┌─ GIVEN TEXT

Mountain (635m) in Carmarthenshire, Wales

Garreg Las is a subsidiary summit of Fan Brycheiniog in the Brecon Beacons National Park (Parc Cenedlaethol Bannau Brycheiniog) in Carmarthenshire, southern Wales. Its summit sits towards the northern end of a broad north–south ridge, Esgair Hir ("long ridge"), at 635 m above sea level. The hill is sometimes referred to as Twyn Swnd.

A subsidiary top just over 1 km to the north of the main summit is Carreg yr Ogof (meaning "rock of the cave"), whose name reflects its limestone geology. Its top, at 585 m above sea level, is crowned by a trig point.

==Geology==
Garreg Las is formed from the Twrch Sandstone, a coarse sandstone (formerly known as the Basal Grit) of the Marros Group (formerly the Millstone Grit Series) which was laid down during the Carboniferous period. Wrapped around its northern and western flanks is a narrow band of Carboniferous Limestone which gives rise to a karst landscape. The Twrch Fechan Fault defines its eastern margin and brings Old Red Sandstone rocks into contact with the limestone on this flank. A number of major shakeholes in the Basal Grit adorn these eastern flanks, one of which, known as 'Pwll Cynrig' is flooded.

└─
┌─ SUPPLIED DATA

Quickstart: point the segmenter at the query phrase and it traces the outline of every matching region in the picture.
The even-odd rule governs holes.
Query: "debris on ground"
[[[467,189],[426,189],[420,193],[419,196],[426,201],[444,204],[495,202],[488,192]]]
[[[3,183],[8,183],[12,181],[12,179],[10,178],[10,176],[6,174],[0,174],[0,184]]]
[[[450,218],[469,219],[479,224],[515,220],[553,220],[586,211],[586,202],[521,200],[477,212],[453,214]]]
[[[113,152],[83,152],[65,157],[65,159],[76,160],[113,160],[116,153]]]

└─

Pick up the text on Garreg Las after its last sentence and keep writing. The entries play no part in what follows.

EXERCISE RESPONSE:
==Archaeology==
On the summit are two prehistoric cairns known as Carnau'r Garreg Las. A further cairn, known as Carn y Gigfran, lies a few hundred metres to the north of Carreg yr Ogof. They are likely to be of British Bronze Age date like so many of the stone barrows and cairns along the length of the Brecon Beacons. A round barrow on Fan Foel was excavated in 2002-4 and showed a date of about 2000 BC with two separate burials in the cairn. However, it was low and small compared with the large stone cairns. It is also likely that both cairns and barrows possess multiple interments, again like other cairns in the area. What makes them interesting is their great size of about 20 metre diameter, indicating their importance to the prehistoric local community.

==Access==
The hill is entirely classed as open country and therefore freely available to walkers. A bridleway approaches the hill from Llanddeusant to the north and is followed in part by the Beacons Way which runs from Llangadog to Abergavenny and which continues southwards over the hill.